# [Work item]
Find every line below where the string "jersey" shows up, and copy those lines.
Entries supplied below:
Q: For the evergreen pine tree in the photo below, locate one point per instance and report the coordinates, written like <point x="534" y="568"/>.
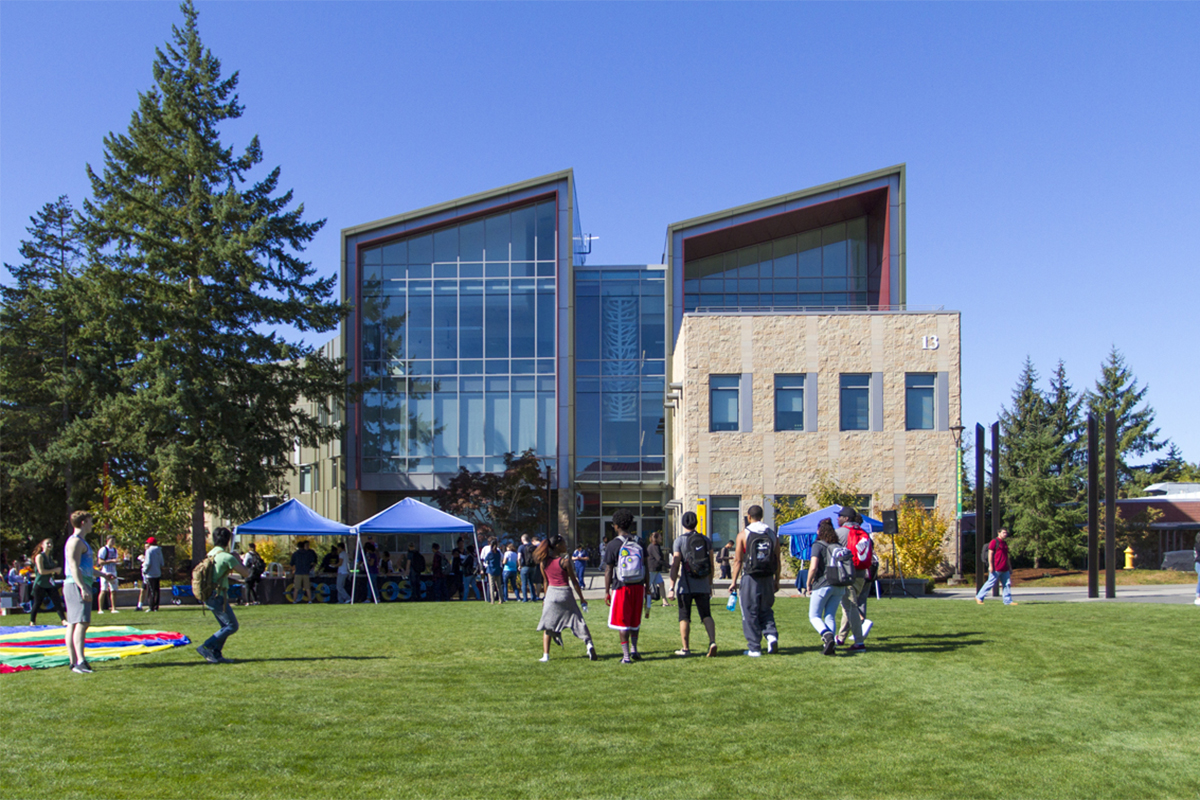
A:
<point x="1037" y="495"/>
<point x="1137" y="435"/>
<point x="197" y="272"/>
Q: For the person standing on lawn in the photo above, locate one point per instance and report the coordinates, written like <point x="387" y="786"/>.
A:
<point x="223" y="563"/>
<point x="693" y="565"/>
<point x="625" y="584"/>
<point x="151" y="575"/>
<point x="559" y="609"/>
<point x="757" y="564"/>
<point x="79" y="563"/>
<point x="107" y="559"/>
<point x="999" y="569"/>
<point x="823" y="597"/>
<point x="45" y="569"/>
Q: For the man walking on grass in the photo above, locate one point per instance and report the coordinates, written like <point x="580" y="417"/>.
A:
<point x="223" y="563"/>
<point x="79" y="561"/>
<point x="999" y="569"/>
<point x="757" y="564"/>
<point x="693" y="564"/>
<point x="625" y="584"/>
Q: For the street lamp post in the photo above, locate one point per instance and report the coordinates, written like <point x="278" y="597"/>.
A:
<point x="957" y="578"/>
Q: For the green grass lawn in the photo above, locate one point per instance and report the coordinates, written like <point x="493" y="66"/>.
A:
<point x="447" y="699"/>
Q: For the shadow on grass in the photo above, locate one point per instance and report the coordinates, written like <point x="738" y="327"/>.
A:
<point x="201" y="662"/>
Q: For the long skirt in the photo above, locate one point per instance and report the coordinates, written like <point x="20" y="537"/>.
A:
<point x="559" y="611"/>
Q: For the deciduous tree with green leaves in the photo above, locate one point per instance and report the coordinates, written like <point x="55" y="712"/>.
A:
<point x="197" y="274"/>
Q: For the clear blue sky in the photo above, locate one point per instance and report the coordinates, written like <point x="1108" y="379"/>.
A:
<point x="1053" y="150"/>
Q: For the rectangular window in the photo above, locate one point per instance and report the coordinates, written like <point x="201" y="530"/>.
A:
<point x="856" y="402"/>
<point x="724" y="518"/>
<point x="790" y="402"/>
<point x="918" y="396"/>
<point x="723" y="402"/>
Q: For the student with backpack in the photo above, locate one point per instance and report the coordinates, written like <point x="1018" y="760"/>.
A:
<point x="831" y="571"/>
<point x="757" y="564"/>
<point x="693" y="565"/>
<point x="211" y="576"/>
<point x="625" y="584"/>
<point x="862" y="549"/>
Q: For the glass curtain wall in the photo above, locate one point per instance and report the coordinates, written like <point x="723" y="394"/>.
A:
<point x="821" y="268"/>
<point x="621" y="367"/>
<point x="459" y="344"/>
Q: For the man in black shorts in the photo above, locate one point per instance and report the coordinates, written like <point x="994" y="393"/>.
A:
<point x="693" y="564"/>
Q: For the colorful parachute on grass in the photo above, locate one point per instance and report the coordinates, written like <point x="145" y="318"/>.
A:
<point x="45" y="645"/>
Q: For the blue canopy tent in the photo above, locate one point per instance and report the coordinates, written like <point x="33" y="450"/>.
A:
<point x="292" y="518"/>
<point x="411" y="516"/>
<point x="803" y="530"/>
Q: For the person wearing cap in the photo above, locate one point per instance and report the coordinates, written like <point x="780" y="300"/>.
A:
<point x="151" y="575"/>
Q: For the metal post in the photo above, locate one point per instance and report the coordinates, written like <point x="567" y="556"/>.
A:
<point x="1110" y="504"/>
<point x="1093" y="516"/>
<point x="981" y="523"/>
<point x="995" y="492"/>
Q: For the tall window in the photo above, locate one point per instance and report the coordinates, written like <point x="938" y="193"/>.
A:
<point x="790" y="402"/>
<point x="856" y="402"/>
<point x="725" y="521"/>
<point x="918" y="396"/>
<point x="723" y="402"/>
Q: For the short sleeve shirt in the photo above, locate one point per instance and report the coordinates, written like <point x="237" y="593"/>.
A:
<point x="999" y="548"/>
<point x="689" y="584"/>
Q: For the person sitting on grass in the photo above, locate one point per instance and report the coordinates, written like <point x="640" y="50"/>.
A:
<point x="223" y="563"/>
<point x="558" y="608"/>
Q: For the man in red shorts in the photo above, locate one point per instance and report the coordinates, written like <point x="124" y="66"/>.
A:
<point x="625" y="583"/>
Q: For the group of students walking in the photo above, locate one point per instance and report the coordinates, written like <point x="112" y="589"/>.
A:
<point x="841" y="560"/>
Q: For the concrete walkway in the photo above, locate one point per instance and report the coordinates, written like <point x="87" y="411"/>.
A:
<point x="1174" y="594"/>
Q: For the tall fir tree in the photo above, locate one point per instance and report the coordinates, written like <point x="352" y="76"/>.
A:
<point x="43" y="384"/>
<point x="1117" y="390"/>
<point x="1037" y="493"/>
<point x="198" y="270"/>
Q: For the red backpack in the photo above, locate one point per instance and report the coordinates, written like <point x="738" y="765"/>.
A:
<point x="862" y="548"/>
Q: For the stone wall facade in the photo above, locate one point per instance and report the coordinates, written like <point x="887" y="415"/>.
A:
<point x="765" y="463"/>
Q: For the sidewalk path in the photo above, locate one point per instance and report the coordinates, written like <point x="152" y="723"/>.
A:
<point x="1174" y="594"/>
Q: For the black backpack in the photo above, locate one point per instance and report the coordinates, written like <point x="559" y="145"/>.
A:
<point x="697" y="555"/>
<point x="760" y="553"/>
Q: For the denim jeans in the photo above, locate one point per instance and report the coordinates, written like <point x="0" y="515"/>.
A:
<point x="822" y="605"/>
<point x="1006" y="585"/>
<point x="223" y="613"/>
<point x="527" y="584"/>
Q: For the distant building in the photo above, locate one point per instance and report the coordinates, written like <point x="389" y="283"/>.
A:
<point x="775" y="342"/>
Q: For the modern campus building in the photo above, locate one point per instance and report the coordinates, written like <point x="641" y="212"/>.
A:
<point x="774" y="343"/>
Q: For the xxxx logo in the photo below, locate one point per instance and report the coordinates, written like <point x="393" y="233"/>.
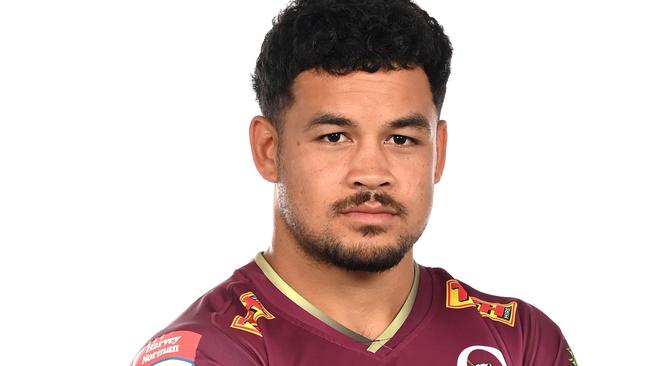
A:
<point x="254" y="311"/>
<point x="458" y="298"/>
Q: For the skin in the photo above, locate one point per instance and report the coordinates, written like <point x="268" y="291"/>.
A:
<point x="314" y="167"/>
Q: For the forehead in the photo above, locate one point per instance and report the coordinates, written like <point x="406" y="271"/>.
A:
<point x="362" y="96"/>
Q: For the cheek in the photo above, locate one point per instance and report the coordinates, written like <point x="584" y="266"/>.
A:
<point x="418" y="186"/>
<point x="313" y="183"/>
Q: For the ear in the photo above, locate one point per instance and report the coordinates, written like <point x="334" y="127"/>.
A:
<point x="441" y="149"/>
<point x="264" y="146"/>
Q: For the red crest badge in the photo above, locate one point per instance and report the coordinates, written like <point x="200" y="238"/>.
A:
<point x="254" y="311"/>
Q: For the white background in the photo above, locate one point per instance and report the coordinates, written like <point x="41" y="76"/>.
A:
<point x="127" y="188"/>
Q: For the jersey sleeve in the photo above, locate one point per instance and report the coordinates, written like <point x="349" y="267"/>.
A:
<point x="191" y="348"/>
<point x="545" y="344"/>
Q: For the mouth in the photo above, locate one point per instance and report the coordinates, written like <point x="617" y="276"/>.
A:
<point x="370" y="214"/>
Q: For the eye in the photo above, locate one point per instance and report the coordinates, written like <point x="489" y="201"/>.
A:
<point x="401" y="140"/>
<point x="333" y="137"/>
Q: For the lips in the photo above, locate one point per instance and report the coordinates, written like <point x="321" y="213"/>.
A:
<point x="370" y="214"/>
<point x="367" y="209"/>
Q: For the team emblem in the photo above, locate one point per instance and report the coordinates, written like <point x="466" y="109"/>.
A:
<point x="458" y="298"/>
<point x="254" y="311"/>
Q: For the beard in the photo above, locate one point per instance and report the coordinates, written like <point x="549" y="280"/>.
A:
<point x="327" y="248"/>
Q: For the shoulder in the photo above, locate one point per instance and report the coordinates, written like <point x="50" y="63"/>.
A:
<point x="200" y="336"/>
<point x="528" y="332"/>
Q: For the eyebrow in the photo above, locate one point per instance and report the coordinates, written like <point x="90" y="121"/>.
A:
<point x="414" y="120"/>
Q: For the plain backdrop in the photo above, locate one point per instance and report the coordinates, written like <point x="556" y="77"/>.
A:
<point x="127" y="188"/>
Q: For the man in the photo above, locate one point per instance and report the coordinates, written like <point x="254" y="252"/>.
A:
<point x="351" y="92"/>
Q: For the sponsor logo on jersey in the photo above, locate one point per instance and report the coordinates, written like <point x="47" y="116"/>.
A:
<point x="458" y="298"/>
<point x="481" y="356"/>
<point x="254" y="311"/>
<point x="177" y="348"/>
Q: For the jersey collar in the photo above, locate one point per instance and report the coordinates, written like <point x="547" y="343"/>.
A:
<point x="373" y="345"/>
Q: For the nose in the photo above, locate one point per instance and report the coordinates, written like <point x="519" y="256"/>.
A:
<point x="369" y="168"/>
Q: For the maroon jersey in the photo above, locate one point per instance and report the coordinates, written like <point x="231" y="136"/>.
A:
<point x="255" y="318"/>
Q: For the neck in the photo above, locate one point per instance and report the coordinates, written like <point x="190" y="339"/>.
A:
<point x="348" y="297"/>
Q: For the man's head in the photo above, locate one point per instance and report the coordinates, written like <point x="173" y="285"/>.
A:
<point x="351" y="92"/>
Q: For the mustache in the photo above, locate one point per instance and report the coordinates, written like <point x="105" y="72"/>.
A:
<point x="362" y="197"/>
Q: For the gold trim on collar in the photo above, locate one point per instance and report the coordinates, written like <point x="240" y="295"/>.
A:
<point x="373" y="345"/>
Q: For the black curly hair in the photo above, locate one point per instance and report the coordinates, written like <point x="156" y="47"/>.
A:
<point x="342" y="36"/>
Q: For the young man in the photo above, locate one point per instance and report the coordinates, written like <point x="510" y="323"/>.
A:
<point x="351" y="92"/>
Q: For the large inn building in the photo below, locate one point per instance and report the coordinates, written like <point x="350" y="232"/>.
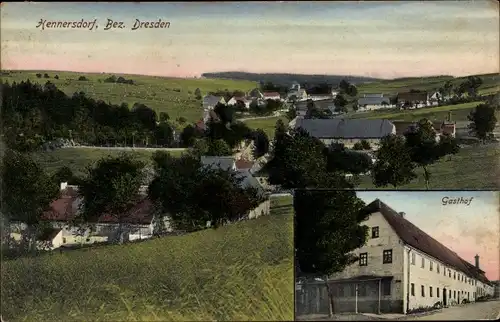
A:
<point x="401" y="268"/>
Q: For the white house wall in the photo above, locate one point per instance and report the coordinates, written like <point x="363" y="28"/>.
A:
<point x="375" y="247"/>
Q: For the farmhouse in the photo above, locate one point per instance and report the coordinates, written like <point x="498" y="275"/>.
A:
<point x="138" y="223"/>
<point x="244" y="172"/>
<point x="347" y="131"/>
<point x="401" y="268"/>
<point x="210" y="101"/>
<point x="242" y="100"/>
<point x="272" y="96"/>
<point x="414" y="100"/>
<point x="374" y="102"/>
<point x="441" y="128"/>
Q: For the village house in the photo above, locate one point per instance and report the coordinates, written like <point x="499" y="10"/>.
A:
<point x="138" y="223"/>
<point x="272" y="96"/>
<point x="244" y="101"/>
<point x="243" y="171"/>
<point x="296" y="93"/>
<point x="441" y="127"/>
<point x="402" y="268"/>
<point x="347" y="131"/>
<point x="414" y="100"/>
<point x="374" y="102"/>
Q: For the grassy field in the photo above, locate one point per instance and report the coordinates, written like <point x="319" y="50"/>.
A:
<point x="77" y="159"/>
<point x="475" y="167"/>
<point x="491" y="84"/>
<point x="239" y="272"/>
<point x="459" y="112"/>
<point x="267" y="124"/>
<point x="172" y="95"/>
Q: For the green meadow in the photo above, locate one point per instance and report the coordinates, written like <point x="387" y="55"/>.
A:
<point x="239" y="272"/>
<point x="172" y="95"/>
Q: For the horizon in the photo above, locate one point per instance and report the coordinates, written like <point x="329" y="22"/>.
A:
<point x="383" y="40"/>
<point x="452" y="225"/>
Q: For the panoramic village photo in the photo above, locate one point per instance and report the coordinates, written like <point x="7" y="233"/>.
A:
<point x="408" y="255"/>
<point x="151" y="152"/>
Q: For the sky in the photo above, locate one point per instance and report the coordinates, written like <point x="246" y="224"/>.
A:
End of Entries supplied.
# [Written solution]
Q: For the jersey sleeve in the photo above, locate one point per instance and report the coordinates, written like <point x="349" y="267"/>.
Q: For the sponsor logo on jersey in the photo above, locate one point per instance and report the coordinates, written like <point x="47" y="116"/>.
Q: For the jersey collar in the photo above, locate one point per instance and report the coordinates, written like <point x="547" y="343"/>.
Q: For the maroon jersey in the photo above, locate one point per instance and report the coordinates, written like <point x="231" y="136"/>.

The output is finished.